*** Document extract ***
Saint-Satur (/fr/) is a commune in the Cher department in central France.

It is a medieval town near the river Loire in the former province of Berry.

==History==
Located in the area of Gaul settled by the powerful Celtic tribe, the Bituriges, or the "Kings of the World", and after their defeat at Bourges (Avaricum), part of Roman Aquitania. Some evidence points to the existence of an early Roman river town of Gordona (Castle-Gordon), now Saint-Thibault and Saint-Satur; located on the Roman road (Gordaine) from Bourges to the Roman bridge over the Loire in Saint-Thibault.

An Augustinian abbey was founded in Saint-Satur in 1034. During the Hundred Years' War, the Augustine Abbey was destroyed.

Area transportation was improved by the construction of a suspension bridge at Saint-Thibault (1834), the Canal latéral à la Loire (1838) and later, the Bourges - Sancerre - Cosne-sur-Loire railroad line (1885).
*** End of Document extract ***
*** Recorded data ***
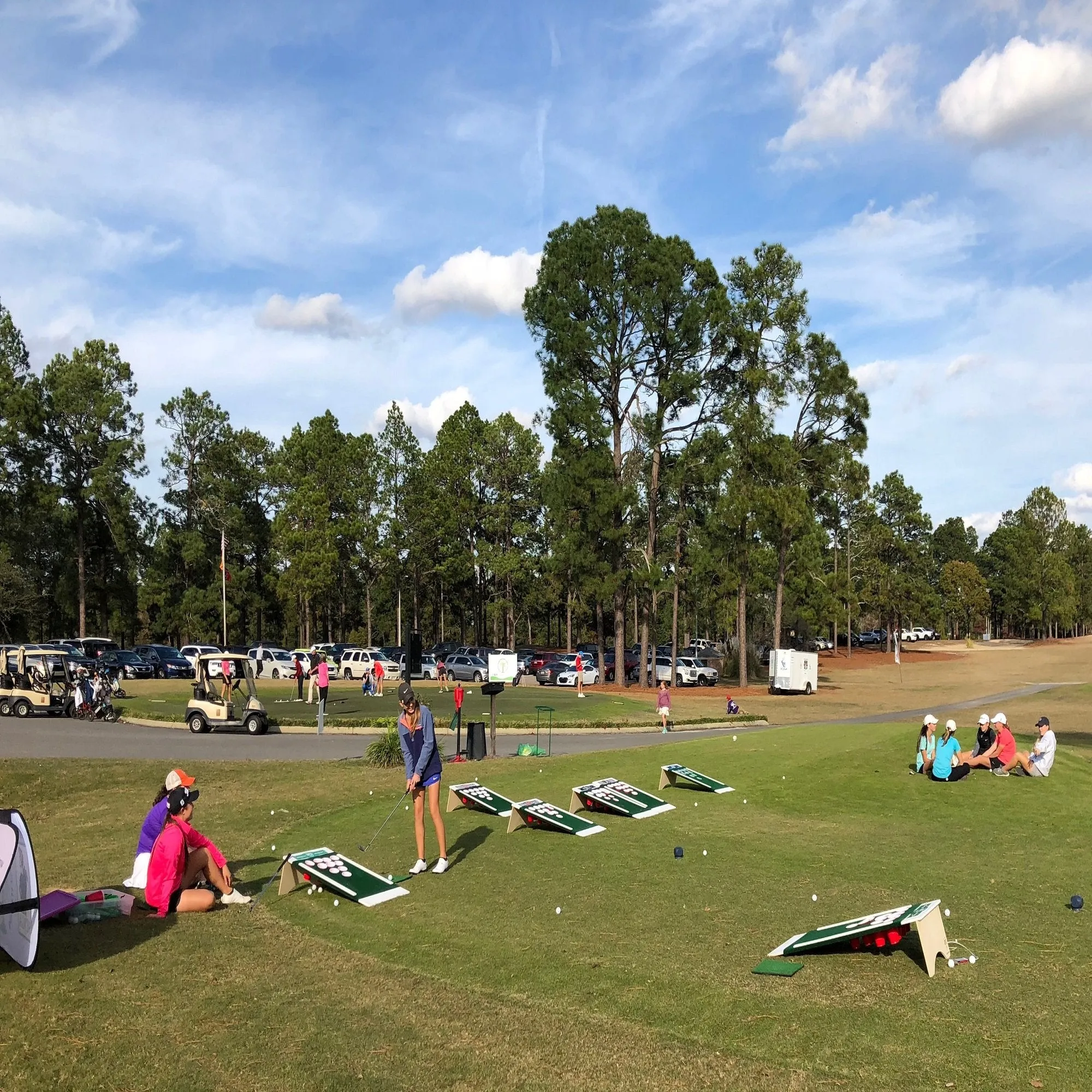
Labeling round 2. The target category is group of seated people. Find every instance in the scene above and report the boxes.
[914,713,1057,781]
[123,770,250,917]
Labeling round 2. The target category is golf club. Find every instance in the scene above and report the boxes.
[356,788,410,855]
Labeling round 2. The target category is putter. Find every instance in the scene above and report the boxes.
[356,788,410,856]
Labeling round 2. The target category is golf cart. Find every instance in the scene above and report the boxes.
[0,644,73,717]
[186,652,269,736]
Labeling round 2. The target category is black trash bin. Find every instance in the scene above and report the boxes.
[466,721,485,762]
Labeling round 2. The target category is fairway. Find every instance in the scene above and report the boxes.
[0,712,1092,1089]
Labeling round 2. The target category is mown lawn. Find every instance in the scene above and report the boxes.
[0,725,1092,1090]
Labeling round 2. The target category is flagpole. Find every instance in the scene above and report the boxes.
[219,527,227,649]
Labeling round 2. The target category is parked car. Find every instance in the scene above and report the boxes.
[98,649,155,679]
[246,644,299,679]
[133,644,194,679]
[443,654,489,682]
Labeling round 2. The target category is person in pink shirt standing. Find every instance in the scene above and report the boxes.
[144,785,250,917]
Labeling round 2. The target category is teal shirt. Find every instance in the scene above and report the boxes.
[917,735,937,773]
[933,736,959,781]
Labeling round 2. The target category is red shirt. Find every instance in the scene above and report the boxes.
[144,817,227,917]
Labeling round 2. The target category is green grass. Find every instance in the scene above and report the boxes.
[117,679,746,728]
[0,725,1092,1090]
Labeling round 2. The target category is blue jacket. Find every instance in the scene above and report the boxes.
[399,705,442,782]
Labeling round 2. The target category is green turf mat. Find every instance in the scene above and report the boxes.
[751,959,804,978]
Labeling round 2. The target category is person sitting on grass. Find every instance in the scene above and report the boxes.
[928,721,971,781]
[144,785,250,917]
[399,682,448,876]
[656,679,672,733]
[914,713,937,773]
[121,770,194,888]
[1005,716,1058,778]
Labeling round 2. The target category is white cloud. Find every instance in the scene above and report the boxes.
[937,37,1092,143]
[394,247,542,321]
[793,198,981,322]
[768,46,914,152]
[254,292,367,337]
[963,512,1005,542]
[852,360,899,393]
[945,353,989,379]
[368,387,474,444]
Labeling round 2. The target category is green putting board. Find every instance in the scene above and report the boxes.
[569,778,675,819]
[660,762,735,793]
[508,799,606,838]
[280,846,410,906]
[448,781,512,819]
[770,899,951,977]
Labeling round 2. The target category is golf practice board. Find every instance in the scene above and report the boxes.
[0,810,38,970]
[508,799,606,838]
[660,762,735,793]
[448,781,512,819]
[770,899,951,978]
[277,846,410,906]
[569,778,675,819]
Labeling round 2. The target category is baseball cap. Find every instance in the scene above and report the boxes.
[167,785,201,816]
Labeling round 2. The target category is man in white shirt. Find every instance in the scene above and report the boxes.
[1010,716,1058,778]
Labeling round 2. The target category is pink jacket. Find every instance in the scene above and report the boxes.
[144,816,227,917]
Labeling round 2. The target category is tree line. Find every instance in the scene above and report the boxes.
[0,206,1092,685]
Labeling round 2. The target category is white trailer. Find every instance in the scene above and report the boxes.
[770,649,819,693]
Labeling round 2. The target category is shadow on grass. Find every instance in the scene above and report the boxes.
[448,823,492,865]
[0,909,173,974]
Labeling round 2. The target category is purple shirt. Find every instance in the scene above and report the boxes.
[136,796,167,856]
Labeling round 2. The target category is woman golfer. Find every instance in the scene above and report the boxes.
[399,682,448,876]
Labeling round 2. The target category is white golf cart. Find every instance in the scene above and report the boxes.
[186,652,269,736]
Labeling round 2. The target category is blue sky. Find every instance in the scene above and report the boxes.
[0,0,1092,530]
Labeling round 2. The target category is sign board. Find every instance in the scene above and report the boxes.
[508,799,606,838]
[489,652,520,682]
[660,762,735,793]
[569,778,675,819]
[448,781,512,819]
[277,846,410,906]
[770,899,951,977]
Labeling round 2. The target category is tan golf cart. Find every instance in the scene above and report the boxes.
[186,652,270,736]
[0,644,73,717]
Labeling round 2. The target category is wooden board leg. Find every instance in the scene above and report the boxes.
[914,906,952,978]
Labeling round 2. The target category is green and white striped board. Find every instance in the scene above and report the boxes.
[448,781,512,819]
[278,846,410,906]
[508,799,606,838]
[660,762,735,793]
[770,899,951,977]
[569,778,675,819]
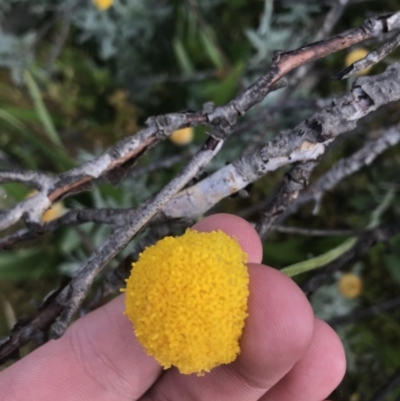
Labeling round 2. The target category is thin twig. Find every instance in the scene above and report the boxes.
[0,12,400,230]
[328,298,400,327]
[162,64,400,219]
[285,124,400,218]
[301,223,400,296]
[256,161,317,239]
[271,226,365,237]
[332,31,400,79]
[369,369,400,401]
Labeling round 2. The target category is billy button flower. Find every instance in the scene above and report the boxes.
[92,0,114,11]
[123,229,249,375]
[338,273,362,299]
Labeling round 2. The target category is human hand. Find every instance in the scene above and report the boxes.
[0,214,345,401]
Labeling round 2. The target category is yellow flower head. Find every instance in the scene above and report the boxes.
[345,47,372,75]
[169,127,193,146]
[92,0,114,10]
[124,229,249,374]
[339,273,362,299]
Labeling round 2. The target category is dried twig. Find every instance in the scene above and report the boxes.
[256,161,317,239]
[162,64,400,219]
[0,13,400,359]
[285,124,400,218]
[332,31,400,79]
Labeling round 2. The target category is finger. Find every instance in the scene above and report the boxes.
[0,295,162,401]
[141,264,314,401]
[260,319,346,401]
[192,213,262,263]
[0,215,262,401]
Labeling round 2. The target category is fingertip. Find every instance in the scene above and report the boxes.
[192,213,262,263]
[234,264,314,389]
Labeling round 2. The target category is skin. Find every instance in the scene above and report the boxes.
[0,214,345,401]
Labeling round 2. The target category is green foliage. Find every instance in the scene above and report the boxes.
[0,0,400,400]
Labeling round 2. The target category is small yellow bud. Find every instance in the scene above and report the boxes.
*** End of Recorded data ***
# [Work item]
Please carry on the passage about Saint-Satur, starting after its final sentence on the 1885 railroad line.

# [Exercise result]
During World War II, Saint-Satur, with Sancerre, was a regional command center for the French Resistance. "Operation Spencer" in 1944 was to prevent the Germans from crossing the Loire River between Gien and Nevers and reinforcing troops in Brittany. The French Resistance and Free French Forces blew up the bridge at Saint-Thibault and sabotaged communication, road and railway lines.

==Geography==
In the south-eastern part of the commune, the river Vauvise flows into the Loire, which forms all of the commune's eastern boundary.